*REQUIREMENTS*:
Format everything from the start of the records below down to the line containing "Your task is to find every instance of manhole" as a numbered list, leaving out any blank lines.

*DATA ROWS*:
- - - -

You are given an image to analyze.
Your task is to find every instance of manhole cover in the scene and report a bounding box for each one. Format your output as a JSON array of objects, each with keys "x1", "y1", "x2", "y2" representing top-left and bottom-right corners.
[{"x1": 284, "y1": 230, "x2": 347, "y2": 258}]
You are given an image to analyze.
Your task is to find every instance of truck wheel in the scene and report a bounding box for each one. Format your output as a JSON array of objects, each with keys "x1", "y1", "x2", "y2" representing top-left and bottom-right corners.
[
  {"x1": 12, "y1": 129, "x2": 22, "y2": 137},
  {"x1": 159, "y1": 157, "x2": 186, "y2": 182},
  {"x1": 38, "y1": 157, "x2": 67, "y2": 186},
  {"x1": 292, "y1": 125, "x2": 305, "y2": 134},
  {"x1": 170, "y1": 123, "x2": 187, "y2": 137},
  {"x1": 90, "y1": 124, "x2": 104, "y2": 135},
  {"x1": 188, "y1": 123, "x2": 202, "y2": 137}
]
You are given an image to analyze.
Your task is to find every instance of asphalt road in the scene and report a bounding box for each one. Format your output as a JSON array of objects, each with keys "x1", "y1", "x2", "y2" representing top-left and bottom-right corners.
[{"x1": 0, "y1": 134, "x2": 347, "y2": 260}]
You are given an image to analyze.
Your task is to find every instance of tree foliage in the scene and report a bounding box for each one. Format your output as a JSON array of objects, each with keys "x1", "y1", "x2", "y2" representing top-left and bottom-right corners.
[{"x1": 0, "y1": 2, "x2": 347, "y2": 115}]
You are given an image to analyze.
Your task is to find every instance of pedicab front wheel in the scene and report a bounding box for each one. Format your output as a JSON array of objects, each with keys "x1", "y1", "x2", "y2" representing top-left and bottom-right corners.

- - - -

*EXERCISE OUTPUT*:
1. You are given an image to analyze.
2. Your task is to find every instance of manhole cover in the scene and report a bounding box for each one. Format your output as a JSON array of objects, each with keys "x1", "y1", "x2", "y2" representing top-left and bottom-right corners.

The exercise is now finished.